__Consigne__.
Extrayez des éléments ci-dessous, s'il vous plaît, chaque ligne contenant le mot "beige".

__Jeu de données__.
==================================================
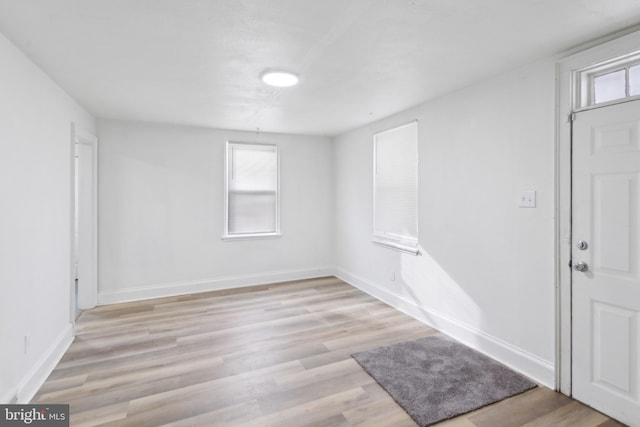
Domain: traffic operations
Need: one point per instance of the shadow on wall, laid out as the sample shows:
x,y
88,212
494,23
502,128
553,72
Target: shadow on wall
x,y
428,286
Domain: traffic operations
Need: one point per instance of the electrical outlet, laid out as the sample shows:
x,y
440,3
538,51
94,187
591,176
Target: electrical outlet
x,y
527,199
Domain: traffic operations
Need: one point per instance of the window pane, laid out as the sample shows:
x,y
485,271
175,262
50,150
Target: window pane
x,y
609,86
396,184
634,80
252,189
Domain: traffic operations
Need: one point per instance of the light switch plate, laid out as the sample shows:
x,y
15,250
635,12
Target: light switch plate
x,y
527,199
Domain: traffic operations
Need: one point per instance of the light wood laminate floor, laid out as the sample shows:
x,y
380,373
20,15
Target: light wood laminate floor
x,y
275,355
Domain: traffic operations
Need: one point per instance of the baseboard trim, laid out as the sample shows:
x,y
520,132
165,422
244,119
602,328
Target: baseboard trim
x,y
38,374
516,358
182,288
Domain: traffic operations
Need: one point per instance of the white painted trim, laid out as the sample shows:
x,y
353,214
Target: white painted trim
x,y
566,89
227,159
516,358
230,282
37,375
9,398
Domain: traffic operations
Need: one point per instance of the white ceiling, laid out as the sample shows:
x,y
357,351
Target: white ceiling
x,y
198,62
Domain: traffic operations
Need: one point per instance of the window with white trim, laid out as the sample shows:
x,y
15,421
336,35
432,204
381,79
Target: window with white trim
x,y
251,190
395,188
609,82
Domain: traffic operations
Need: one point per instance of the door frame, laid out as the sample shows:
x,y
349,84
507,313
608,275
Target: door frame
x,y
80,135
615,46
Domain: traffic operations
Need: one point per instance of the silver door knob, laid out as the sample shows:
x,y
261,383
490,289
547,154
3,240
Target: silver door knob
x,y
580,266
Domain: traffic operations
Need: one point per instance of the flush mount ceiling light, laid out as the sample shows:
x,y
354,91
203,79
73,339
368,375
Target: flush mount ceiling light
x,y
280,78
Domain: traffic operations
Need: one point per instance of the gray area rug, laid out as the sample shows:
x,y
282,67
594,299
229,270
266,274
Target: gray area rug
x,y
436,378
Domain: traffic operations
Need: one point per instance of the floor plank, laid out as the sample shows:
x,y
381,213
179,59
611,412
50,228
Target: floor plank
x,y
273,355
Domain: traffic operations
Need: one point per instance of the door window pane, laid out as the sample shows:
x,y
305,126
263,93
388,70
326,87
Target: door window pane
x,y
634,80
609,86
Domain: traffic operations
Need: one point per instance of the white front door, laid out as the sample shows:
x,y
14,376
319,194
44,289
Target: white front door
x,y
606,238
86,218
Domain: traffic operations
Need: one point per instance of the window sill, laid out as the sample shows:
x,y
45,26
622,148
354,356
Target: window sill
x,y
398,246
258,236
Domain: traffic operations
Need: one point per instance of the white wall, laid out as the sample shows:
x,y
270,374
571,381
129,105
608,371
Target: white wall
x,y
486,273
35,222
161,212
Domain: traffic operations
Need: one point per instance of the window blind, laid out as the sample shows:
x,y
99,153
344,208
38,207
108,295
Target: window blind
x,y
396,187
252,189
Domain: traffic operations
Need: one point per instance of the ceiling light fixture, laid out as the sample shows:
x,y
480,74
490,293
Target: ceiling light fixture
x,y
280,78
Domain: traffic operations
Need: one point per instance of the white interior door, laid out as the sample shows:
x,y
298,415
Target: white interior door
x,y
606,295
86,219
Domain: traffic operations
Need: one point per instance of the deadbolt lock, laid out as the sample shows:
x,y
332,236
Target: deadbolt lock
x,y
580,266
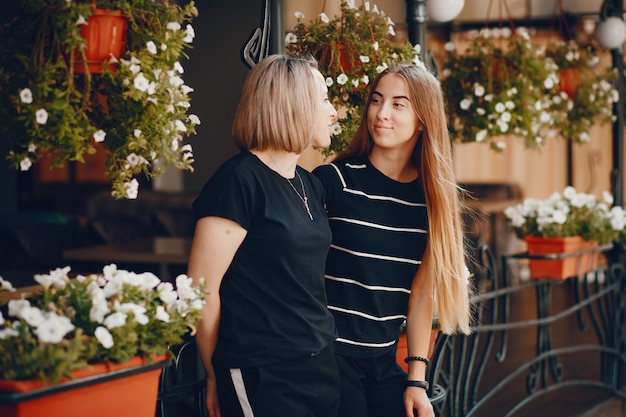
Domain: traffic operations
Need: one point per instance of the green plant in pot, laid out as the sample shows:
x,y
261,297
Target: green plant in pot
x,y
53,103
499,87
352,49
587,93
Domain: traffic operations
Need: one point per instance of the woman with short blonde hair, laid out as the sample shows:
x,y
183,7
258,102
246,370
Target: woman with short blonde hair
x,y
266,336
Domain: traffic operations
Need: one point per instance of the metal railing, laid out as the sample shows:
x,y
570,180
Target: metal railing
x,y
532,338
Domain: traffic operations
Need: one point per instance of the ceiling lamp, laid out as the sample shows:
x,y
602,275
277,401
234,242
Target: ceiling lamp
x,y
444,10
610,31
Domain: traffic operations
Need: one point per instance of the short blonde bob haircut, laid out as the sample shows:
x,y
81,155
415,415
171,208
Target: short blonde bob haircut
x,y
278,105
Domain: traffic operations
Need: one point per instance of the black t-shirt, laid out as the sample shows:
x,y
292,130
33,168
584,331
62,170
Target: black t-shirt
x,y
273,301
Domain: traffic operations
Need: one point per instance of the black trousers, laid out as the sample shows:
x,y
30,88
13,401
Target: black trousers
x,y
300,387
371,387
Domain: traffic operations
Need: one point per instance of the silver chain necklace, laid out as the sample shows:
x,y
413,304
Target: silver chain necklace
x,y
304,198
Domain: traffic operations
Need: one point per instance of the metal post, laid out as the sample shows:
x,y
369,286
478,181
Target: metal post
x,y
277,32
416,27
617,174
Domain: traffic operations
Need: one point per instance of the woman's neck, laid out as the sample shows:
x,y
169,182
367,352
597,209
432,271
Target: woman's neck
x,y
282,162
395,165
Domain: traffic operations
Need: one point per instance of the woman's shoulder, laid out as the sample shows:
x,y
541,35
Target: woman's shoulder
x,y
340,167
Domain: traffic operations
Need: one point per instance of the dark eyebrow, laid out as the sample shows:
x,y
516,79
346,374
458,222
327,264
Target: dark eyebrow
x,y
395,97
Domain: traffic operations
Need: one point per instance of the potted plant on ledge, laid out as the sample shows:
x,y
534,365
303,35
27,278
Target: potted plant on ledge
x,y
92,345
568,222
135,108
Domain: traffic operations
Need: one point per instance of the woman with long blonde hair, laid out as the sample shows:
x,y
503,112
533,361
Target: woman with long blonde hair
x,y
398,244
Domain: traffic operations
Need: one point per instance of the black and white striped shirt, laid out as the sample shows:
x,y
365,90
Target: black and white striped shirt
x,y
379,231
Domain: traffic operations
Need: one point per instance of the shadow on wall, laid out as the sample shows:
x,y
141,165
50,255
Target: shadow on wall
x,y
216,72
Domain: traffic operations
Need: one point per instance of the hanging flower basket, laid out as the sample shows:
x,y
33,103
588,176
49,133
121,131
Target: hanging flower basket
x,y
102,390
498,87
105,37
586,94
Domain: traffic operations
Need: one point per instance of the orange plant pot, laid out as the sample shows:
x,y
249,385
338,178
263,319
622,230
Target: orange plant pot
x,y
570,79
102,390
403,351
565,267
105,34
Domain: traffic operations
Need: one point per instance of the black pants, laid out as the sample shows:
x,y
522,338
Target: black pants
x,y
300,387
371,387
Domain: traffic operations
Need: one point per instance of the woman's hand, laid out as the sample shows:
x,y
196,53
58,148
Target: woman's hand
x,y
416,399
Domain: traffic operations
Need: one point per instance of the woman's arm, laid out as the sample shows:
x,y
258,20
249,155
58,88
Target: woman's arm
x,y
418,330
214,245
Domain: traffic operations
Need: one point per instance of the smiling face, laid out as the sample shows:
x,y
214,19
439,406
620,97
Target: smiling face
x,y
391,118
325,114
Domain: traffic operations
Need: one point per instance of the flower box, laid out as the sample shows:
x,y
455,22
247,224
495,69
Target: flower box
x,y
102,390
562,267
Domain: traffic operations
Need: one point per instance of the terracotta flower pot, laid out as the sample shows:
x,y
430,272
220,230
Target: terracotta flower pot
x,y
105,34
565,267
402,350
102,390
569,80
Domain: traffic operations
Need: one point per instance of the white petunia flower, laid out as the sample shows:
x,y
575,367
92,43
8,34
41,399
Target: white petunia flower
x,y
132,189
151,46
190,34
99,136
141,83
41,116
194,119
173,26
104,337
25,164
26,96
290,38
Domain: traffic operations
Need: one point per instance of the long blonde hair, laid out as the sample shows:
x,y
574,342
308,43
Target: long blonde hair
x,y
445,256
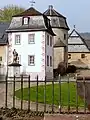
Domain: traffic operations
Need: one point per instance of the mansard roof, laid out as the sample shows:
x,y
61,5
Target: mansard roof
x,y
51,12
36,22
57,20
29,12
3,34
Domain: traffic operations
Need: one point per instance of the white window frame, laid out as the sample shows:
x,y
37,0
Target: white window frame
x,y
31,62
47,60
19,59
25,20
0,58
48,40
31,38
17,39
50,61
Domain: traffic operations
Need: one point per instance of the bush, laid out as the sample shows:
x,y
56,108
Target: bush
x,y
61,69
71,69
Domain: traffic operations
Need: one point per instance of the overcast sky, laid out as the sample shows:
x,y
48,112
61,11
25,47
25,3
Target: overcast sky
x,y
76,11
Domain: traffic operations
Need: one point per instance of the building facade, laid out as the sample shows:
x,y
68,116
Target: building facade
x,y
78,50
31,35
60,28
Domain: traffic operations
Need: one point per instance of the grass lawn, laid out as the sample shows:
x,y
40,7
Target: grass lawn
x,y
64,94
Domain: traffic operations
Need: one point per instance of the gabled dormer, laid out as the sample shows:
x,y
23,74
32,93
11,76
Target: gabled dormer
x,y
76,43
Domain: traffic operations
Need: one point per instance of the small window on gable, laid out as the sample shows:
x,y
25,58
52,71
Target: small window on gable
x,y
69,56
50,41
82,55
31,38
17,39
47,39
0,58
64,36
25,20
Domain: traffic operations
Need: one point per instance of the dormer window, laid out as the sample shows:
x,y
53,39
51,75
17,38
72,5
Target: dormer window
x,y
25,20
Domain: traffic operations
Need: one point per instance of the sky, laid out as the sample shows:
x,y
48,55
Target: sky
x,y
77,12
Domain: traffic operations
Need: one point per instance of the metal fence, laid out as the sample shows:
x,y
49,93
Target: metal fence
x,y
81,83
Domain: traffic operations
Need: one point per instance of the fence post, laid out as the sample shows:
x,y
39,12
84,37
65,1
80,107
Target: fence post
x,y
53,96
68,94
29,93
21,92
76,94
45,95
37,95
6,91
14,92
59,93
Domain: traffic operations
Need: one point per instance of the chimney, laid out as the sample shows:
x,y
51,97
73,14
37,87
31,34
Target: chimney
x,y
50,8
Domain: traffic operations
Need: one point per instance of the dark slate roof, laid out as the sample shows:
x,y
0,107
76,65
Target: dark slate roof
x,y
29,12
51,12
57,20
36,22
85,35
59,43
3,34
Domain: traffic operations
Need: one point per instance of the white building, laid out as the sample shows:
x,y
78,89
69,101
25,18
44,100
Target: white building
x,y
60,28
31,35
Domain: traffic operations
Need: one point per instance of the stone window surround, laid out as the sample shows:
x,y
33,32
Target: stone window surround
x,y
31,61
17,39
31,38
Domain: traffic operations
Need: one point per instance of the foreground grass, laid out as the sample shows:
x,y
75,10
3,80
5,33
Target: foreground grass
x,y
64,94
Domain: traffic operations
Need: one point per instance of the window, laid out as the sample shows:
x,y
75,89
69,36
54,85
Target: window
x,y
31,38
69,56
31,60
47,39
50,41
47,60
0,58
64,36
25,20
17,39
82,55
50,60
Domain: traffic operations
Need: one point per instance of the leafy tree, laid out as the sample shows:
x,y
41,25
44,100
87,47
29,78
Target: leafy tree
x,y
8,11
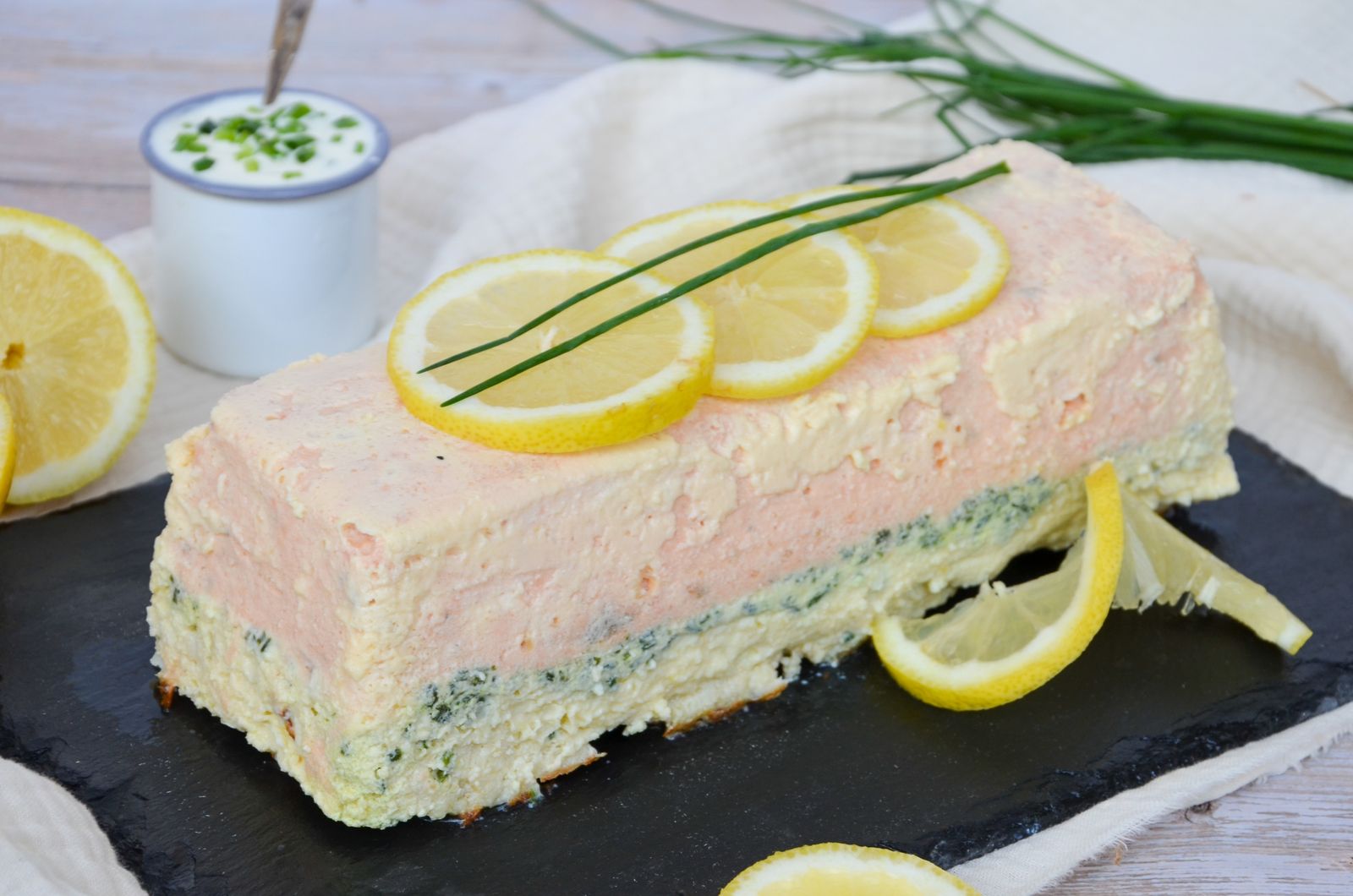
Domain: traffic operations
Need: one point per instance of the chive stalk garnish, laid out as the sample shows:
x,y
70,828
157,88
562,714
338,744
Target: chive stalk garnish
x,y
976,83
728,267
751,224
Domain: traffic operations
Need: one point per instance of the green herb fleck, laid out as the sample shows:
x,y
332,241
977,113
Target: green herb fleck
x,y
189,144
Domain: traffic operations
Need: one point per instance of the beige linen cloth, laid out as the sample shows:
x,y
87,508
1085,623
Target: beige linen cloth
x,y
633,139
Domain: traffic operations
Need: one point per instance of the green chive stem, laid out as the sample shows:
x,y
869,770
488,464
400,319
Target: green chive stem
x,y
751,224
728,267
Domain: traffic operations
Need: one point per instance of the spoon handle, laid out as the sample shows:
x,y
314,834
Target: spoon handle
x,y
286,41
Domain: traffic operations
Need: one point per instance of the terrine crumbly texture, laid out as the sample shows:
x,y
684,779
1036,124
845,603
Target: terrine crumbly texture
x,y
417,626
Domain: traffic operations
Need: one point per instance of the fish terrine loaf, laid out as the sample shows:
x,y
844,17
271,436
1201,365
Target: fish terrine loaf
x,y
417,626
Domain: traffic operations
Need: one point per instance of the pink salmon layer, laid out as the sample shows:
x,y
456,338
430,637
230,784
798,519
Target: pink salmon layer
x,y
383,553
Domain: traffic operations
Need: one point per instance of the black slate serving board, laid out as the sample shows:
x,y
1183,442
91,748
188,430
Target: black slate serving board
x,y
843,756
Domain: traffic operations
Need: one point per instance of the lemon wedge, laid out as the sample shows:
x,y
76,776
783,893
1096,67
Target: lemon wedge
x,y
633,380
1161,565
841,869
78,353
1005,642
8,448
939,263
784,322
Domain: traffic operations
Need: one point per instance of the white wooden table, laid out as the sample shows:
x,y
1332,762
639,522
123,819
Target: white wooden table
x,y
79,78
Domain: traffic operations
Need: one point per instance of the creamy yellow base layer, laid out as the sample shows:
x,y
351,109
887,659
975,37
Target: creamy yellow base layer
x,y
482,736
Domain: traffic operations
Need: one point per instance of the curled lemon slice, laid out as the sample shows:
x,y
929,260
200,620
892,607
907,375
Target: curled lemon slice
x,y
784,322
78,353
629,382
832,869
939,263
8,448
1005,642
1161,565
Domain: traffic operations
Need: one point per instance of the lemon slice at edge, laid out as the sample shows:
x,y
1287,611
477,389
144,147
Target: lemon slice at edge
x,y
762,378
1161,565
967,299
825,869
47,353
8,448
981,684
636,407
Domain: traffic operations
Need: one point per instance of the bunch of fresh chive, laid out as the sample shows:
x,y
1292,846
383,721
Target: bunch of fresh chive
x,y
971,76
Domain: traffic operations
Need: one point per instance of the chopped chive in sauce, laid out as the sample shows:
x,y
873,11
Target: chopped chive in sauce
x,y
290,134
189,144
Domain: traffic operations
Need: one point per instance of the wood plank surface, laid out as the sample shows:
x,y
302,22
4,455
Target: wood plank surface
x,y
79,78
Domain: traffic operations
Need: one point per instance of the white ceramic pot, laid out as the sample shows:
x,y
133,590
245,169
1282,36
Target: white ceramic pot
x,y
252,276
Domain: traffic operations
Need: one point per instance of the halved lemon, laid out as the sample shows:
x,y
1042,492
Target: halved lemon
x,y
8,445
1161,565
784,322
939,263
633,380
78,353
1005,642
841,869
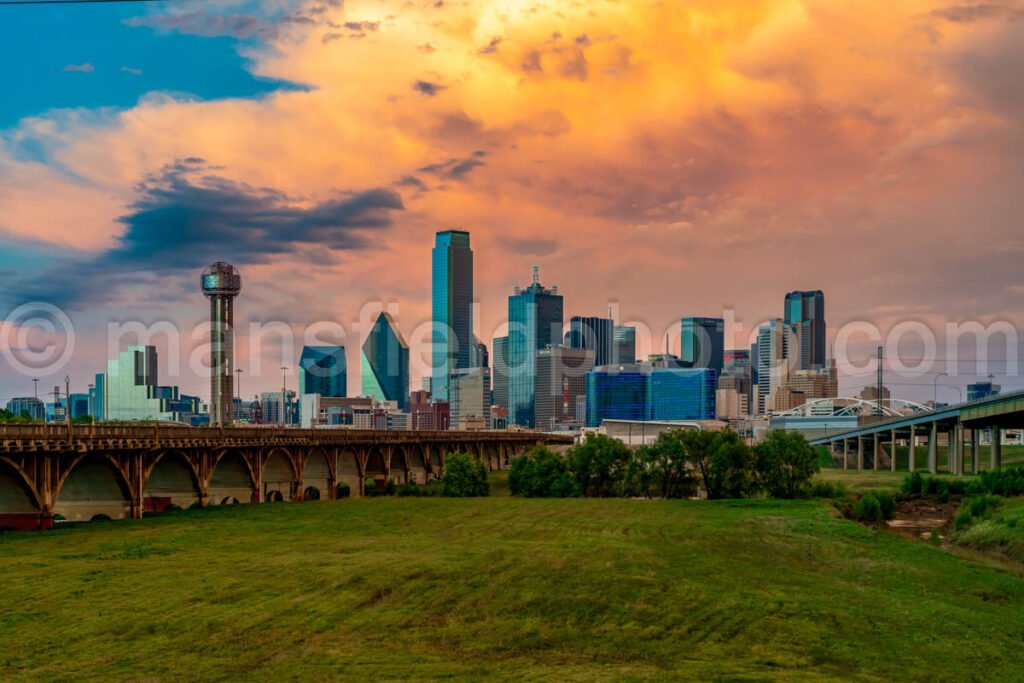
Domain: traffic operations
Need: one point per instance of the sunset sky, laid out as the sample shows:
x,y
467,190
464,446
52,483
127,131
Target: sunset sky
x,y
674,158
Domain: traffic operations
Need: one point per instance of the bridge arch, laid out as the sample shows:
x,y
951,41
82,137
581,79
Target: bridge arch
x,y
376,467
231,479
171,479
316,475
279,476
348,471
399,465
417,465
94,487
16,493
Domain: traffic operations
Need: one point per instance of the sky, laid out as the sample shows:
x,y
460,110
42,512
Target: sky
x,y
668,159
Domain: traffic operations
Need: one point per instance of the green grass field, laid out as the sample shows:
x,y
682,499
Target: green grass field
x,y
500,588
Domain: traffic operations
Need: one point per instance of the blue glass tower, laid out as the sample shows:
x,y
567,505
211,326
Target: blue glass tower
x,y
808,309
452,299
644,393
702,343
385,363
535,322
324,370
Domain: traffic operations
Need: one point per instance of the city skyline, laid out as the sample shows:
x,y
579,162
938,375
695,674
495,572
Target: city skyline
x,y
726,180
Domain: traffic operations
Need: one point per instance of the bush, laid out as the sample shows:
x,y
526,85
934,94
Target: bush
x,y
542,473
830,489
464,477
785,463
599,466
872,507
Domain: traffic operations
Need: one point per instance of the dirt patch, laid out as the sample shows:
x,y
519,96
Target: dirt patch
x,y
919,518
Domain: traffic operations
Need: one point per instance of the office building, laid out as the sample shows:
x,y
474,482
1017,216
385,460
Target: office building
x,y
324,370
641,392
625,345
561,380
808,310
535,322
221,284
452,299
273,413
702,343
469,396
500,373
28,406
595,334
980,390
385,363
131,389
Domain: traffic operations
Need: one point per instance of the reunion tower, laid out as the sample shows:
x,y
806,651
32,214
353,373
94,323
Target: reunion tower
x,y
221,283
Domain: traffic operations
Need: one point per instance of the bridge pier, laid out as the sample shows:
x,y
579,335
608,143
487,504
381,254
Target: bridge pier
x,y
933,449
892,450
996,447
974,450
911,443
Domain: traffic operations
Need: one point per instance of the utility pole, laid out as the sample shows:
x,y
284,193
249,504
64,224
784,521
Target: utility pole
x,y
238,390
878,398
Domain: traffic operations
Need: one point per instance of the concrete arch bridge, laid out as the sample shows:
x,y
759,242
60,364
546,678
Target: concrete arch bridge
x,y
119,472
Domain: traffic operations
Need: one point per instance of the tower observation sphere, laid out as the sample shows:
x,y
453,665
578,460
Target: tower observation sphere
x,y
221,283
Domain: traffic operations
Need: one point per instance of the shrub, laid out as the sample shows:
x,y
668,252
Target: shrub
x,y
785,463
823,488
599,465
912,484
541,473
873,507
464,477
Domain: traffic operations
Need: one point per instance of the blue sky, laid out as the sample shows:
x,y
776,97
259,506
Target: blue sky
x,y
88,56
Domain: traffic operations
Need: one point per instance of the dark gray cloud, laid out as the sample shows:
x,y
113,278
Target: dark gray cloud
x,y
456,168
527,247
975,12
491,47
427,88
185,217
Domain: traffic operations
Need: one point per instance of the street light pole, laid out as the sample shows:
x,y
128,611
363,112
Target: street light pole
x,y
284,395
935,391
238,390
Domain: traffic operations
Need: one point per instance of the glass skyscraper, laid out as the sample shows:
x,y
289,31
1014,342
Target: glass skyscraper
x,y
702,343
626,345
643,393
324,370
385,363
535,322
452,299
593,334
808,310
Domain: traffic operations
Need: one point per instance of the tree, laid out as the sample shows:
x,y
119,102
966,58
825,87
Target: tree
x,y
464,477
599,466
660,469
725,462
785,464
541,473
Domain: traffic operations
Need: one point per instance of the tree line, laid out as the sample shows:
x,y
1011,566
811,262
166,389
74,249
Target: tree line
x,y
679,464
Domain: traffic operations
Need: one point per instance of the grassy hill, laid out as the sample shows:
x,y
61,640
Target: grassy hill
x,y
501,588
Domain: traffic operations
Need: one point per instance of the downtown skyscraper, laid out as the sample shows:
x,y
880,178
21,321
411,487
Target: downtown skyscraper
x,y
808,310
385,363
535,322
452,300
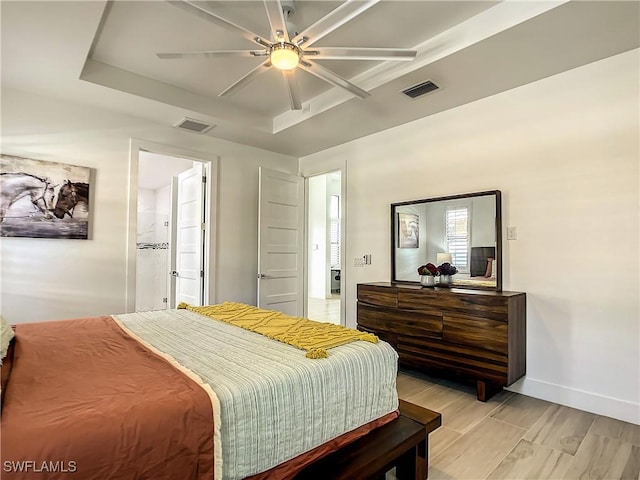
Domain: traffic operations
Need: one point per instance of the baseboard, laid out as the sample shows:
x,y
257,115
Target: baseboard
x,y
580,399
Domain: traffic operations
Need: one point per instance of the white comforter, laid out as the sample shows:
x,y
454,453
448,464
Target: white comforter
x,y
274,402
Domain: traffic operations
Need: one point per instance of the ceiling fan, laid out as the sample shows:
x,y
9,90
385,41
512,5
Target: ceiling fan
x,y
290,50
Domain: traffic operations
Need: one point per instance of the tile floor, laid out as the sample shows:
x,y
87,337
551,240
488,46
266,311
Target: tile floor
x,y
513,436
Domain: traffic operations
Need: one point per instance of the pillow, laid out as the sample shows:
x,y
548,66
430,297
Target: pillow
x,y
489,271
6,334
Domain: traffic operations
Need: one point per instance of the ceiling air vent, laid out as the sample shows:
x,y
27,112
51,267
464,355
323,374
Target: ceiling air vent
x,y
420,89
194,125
==================================================
__Résultat attendu__.
Need: one point per instance of the beige linen cloth, laid out as the sample shows:
Target: beige linen cloth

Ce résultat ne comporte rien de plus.